Extracted material:

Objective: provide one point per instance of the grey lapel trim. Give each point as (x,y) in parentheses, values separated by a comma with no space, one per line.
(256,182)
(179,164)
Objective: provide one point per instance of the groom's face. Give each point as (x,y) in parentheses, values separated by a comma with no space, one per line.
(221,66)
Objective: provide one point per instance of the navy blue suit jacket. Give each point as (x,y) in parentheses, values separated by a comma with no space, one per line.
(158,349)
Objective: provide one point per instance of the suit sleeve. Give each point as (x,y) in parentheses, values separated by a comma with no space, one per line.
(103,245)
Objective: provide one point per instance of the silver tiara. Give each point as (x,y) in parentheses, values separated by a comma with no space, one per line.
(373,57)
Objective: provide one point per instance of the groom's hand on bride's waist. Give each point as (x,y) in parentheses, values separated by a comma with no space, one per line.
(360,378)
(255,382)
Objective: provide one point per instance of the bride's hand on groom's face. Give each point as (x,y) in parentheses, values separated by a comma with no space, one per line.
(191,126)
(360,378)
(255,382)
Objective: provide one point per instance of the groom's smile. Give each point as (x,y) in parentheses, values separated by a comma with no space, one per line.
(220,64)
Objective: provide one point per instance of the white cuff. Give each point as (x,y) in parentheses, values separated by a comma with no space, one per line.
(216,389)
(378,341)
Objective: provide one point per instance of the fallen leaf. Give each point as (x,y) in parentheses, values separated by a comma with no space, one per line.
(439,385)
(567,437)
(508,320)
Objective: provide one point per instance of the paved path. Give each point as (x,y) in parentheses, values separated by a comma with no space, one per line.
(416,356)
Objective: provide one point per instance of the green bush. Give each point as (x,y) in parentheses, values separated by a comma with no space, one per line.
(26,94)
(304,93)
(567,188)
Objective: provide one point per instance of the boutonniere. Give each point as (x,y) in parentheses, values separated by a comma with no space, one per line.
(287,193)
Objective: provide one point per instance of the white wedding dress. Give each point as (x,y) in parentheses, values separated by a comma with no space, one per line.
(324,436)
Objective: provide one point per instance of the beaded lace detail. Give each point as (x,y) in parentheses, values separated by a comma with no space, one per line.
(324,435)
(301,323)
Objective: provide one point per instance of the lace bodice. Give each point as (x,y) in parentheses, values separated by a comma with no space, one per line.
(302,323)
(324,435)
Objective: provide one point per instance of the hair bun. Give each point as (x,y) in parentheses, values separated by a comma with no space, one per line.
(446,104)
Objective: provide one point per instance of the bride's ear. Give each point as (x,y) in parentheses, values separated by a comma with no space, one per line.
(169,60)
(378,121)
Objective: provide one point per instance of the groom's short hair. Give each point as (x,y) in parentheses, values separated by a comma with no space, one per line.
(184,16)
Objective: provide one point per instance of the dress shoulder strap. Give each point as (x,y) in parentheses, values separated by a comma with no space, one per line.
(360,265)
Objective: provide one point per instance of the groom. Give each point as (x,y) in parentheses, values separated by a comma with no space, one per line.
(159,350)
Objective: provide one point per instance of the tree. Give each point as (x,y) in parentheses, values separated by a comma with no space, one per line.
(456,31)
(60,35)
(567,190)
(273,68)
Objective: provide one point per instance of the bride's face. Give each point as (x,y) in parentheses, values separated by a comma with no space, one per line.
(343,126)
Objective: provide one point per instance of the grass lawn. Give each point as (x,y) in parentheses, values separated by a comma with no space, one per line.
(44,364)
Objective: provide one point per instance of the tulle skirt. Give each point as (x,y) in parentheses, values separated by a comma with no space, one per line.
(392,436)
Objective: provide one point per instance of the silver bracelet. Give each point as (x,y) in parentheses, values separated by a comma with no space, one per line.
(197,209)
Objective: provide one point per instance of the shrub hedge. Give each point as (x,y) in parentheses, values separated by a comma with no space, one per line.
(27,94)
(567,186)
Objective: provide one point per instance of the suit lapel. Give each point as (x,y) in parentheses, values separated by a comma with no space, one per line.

What you should do: Extract every line from the one containing "Objective: provide one point per instance of the grass" to the end of the entries, including both of those lines, exactly as given and with nothing added.

Result below:
Objective: provide one point per instance of the grass lawn. Give each point as (x,y) in parentheses, values separated by a comma with no space, one per line.
(44,364)
Objective: provide one point per instance of the tulle skirt. Give each point as (x,y) in parentheses, values separated by a comma with no space, one per line.
(392,436)
Objective: provide one point per instance of the silver bracelet. Give each point as (x,y) in parentheses, values separated by a comma with no space, one per line.
(197,209)
Objective: provide one point per instance of the shrub hedge. Give each point as (x,y) in parentheses, values separated by a comma with no space, one per line.
(27,94)
(567,186)
Objective: provide one point per instance of the suit lapel. Give each point as (x,y) in parentheses, values separated by a comma with no space, one per line.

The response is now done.